◆ **REQUIREMENT**: Reproduce, from the lines below, exactly the stretch that begins at the line containing "positive clicks: (348, 123)" and ends at the line containing "positive clicks: (120, 66) (125, 69)", both included.
::: RECORDS TO PROCESS
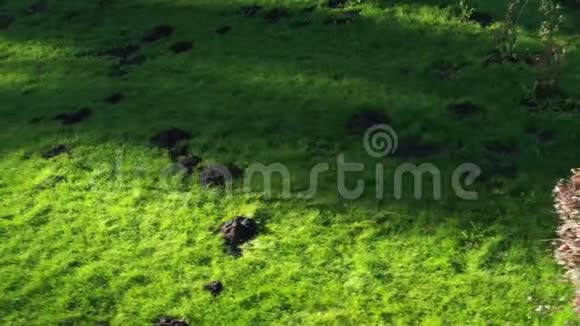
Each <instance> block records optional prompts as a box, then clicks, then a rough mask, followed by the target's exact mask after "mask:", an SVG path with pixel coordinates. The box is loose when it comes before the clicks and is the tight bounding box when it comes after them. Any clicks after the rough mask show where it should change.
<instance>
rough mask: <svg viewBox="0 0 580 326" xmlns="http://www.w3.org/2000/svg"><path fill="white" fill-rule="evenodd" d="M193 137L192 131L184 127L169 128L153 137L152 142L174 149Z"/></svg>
mask: <svg viewBox="0 0 580 326" xmlns="http://www.w3.org/2000/svg"><path fill="white" fill-rule="evenodd" d="M191 137H192V135H191V133H189V132H187V131H185V130H183V129H179V128H169V129H166V130H163V131H160V132H159V133H157V134H156V135H155V136H153V137H151V143H152V144H153V145H155V146H157V147H161V148H167V149H172V148H174V147H175V146H176V145H177V144H178V143H180V142H182V141H184V140H188V139H191Z"/></svg>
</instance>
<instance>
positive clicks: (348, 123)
mask: <svg viewBox="0 0 580 326" xmlns="http://www.w3.org/2000/svg"><path fill="white" fill-rule="evenodd" d="M390 122H391V119H390V118H389V116H388V115H386V114H385V113H383V112H381V111H379V110H375V109H367V108H363V109H362V110H361V111H359V112H356V113H355V114H354V115H352V116H351V117H350V118H349V119H348V122H347V124H346V128H347V129H348V131H349V132H351V133H353V134H360V133H363V132H365V131H366V130H367V129H369V128H370V127H372V126H374V125H380V124H389V123H390Z"/></svg>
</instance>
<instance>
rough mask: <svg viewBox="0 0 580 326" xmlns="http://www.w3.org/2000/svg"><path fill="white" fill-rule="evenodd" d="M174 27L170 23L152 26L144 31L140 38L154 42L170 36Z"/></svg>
mask: <svg viewBox="0 0 580 326" xmlns="http://www.w3.org/2000/svg"><path fill="white" fill-rule="evenodd" d="M173 31H174V28H173V27H172V26H170V25H159V26H157V27H154V28H153V29H152V30H150V31H149V32H147V33H145V35H144V36H143V38H142V40H143V41H144V42H156V41H159V40H161V39H163V38H166V37H169V36H171V34H173Z"/></svg>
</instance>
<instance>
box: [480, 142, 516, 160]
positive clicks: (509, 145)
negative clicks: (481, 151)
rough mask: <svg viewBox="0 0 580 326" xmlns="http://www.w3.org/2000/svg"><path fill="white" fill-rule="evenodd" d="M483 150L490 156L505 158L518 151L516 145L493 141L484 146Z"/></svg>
mask: <svg viewBox="0 0 580 326" xmlns="http://www.w3.org/2000/svg"><path fill="white" fill-rule="evenodd" d="M485 149H486V150H487V151H489V152H491V153H492V154H496V155H500V156H507V155H513V154H515V153H516V152H517V151H518V147H517V144H515V143H514V142H512V141H499V140H494V141H490V142H487V143H486V144H485Z"/></svg>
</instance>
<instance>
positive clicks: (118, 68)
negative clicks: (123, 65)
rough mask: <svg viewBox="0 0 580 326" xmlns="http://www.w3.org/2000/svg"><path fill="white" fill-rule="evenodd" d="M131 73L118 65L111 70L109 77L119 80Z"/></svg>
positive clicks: (120, 66) (125, 69)
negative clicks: (128, 71)
mask: <svg viewBox="0 0 580 326" xmlns="http://www.w3.org/2000/svg"><path fill="white" fill-rule="evenodd" d="M128 73H129V72H128V71H127V70H126V69H124V68H123V66H121V65H116V66H114V67H113V68H112V69H111V72H109V77H111V78H119V77H123V76H125V75H127V74H128Z"/></svg>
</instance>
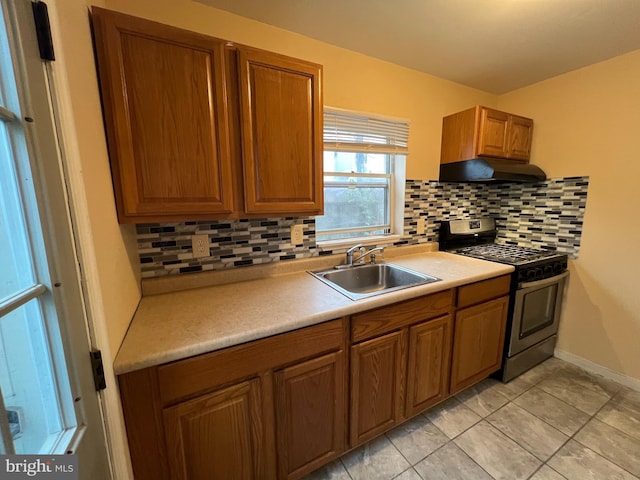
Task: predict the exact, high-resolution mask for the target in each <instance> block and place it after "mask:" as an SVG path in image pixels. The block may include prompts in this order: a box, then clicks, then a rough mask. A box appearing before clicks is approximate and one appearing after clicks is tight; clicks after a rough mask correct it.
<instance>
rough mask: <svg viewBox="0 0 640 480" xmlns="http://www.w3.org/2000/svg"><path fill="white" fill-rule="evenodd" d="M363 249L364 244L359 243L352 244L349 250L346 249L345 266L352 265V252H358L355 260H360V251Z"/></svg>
mask: <svg viewBox="0 0 640 480" xmlns="http://www.w3.org/2000/svg"><path fill="white" fill-rule="evenodd" d="M363 251H364V245H362V244H361V243H359V244H357V245H354V246H353V247H351V248H350V249H349V250H347V263H346V265H345V266H347V267H352V266H353V260H354V258H353V254H354V253H356V252H359V253H360V256H359V257H358V258H357V259H356V260H360V259H361V258H362V252H363Z"/></svg>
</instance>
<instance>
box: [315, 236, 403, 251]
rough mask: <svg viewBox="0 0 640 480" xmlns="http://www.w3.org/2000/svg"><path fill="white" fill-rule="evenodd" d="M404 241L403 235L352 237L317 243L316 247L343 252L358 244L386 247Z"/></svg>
mask: <svg viewBox="0 0 640 480" xmlns="http://www.w3.org/2000/svg"><path fill="white" fill-rule="evenodd" d="M401 239H402V235H377V236H372V237H352V238H345V239H340V240H324V241H321V242H316V245H317V246H318V247H319V248H321V249H322V250H341V249H347V248H350V247H352V246H354V245H357V244H358V243H361V244H363V245H374V246H376V247H377V246H385V245H389V244H392V243H394V242H397V241H399V240H401Z"/></svg>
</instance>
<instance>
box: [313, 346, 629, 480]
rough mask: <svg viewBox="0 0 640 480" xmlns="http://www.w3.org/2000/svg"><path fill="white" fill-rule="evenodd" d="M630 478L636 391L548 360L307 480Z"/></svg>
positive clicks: (362, 446)
mask: <svg viewBox="0 0 640 480" xmlns="http://www.w3.org/2000/svg"><path fill="white" fill-rule="evenodd" d="M527 478H530V479H533V480H556V479H559V480H561V479H576V480H586V479H594V480H595V479H597V480H601V479H606V480H611V479H640V392H636V391H633V390H629V389H627V388H625V387H622V386H621V385H618V384H617V383H614V382H611V381H609V380H606V379H604V378H602V377H599V376H596V375H591V374H589V373H587V372H585V371H584V370H581V369H579V368H577V367H575V366H573V365H571V364H569V363H566V362H563V361H562V360H558V359H556V358H552V359H549V360H547V361H546V362H544V363H543V364H541V365H538V366H537V367H536V368H534V369H532V370H530V371H528V372H527V373H525V374H524V375H521V376H520V377H518V378H517V379H515V380H513V381H511V382H509V383H507V384H502V383H500V382H497V381H496V380H493V379H488V380H485V381H483V382H481V383H479V384H477V385H475V386H473V387H471V388H469V389H467V390H465V391H463V392H461V393H459V394H458V395H456V396H455V397H453V398H451V399H449V400H447V401H445V402H444V403H442V404H440V405H438V406H436V407H434V408H432V409H431V410H429V411H427V412H426V413H424V414H423V415H419V416H417V417H415V418H413V419H411V420H409V421H407V422H405V423H404V424H402V425H400V426H399V427H397V428H396V429H394V430H392V431H391V432H388V433H387V434H385V435H382V436H380V437H378V438H377V439H375V440H373V441H371V442H369V443H368V444H366V445H364V446H362V447H360V448H358V449H356V450H354V451H352V452H349V453H347V454H346V455H344V456H343V457H342V458H340V459H339V460H336V461H335V462H333V463H331V464H329V465H327V466H326V467H324V468H321V469H320V470H318V471H316V472H314V473H312V474H311V475H309V476H308V477H307V480H391V479H397V480H422V479H424V480H431V479H434V480H440V479H442V480H453V479H461V480H465V479H469V480H482V479H487V480H491V479H497V480H502V479H504V480H517V479H527Z"/></svg>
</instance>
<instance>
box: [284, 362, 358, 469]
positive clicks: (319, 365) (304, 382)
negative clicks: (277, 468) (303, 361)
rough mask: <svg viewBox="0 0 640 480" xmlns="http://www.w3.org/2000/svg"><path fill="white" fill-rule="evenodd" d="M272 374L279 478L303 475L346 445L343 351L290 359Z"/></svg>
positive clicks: (338, 452)
mask: <svg viewBox="0 0 640 480" xmlns="http://www.w3.org/2000/svg"><path fill="white" fill-rule="evenodd" d="M274 378H275V411H276V437H277V458H278V478H300V477H301V476H302V475H304V474H306V473H309V472H310V471H312V470H315V469H316V468H318V467H320V466H322V465H324V464H325V463H327V462H328V461H330V460H333V459H334V458H336V457H338V456H339V455H340V454H341V453H342V452H344V451H345V447H346V435H345V425H346V410H345V406H346V405H345V402H344V399H345V398H346V397H345V395H346V391H345V359H344V352H343V351H342V350H341V351H338V352H333V353H330V354H328V355H325V356H322V357H319V358H314V359H312V360H308V361H306V362H302V363H299V364H295V365H292V366H290V367H287V368H284V369H282V370H279V371H277V372H276V373H275V375H274Z"/></svg>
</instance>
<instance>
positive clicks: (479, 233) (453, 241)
mask: <svg viewBox="0 0 640 480" xmlns="http://www.w3.org/2000/svg"><path fill="white" fill-rule="evenodd" d="M496 237H497V230H496V226H495V220H494V219H493V218H490V217H485V218H480V219H469V220H451V221H443V222H441V225H440V239H439V244H440V250H445V251H448V252H451V253H455V254H458V255H465V256H467V257H473V258H479V259H481V260H488V261H490V262H498V263H505V264H508V265H513V266H514V267H516V273H515V278H516V279H517V281H518V282H521V281H533V280H541V279H544V278H549V277H552V276H554V275H558V274H560V273H561V272H563V271H564V270H566V269H567V255H565V254H561V253H558V252H556V251H553V250H538V249H535V248H527V247H519V246H517V245H508V244H498V243H495V240H496Z"/></svg>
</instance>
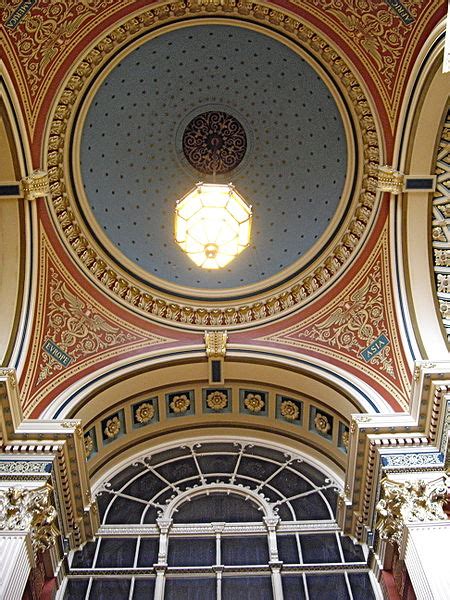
::::::
◆ **RESPONSE TO THE TASK**:
positive clicks: (348, 123)
mask: <svg viewBox="0 0 580 326" xmlns="http://www.w3.org/2000/svg"><path fill="white" fill-rule="evenodd" d="M390 122H391V119H390V118H389V116H388V115H386V114H385V113H383V112H381V111H379V110H375V109H367V108H363V109H362V110H361V111H359V112H356V113H355V114H354V115H352V116H351V117H350V118H349V119H348V122H347V124H346V128H347V129H348V131H349V132H351V133H353V134H360V133H363V132H365V131H366V130H367V129H369V128H370V127H372V126H374V125H380V124H389V123H390Z"/></svg>
</instance>
<instance>
rough mask: <svg viewBox="0 0 580 326" xmlns="http://www.w3.org/2000/svg"><path fill="white" fill-rule="evenodd" d="M174 27L170 23L152 26L144 31L140 38L154 42L170 36Z"/></svg>
mask: <svg viewBox="0 0 580 326" xmlns="http://www.w3.org/2000/svg"><path fill="white" fill-rule="evenodd" d="M173 31H174V28H173V27H172V26H170V25H159V26H157V27H154V28H153V29H152V30H150V31H149V32H147V33H145V35H144V36H143V38H142V40H143V41H144V42H156V41H159V40H161V39H163V38H166V37H169V36H171V34H173Z"/></svg>
</instance>
<instance>
box: [480, 142, 516, 160]
positive clicks: (509, 145)
negative clicks: (481, 151)
rough mask: <svg viewBox="0 0 580 326" xmlns="http://www.w3.org/2000/svg"><path fill="white" fill-rule="evenodd" d="M483 150L490 156L505 158L518 151L516 145L493 141L484 146Z"/></svg>
mask: <svg viewBox="0 0 580 326" xmlns="http://www.w3.org/2000/svg"><path fill="white" fill-rule="evenodd" d="M485 149H486V150H487V151H489V152H491V153H492V154H496V155H500V156H507V155H513V154H515V153H516V152H517V151H518V147H517V144H515V143H514V142H512V141H499V140H494V141H490V142H487V143H486V144H485Z"/></svg>
</instance>
<instance>
positive clicks: (118, 68)
negative clicks: (123, 65)
rough mask: <svg viewBox="0 0 580 326" xmlns="http://www.w3.org/2000/svg"><path fill="white" fill-rule="evenodd" d="M131 73L118 65L111 70L109 77L119 80Z"/></svg>
positive clicks: (120, 66) (125, 69)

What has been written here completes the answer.